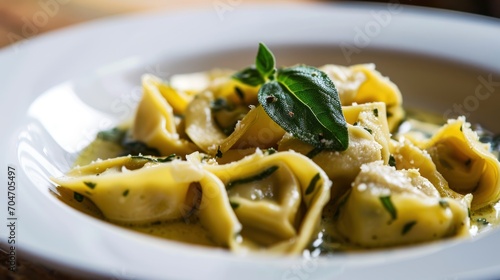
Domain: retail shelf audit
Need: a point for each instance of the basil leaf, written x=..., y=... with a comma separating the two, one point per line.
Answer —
x=305, y=103
x=249, y=76
x=265, y=62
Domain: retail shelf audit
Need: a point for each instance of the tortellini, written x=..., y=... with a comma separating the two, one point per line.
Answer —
x=388, y=207
x=155, y=122
x=139, y=190
x=361, y=83
x=249, y=186
x=263, y=202
x=466, y=163
x=369, y=140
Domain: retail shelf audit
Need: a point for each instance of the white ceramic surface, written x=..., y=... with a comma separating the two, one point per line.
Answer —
x=59, y=89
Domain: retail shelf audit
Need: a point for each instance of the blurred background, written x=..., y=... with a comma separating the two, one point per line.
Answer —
x=21, y=19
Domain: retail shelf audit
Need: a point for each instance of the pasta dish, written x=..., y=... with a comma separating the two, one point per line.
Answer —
x=286, y=160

Exercise goal = Could you give these lines again with "retail shelf audit" replaced by "menu photo review" everywhere it appears, changing nothing else and leaving out the pictures?

Task output =
Domain: menu photo review
Need: a point for each instance of the basil leaf, written x=..., y=... with a comma separating the two, one point per line.
Answer —
x=305, y=103
x=249, y=76
x=265, y=62
Domain: menu photo review
Need: a point for each instance of the tortellini, written x=..., y=... with a comma separating the two, one point per line.
Answer —
x=388, y=207
x=155, y=122
x=139, y=190
x=361, y=83
x=249, y=186
x=263, y=202
x=466, y=163
x=369, y=140
Domain: menu photo review
Need: a point for each instance of the white ceramic surface, written x=..., y=... with a comma separating the two, one point per line.
Answer —
x=59, y=89
Domain: menu photo review
Need: a point for each instance of the blurred background, written x=..., y=... with a comma separating the two, one point per line.
Answer —
x=21, y=19
Domain: menu photo review
Need: a point for each instance of the pasta dish, written x=..., y=... with a comma separating the two, one point per line.
Answer —
x=286, y=160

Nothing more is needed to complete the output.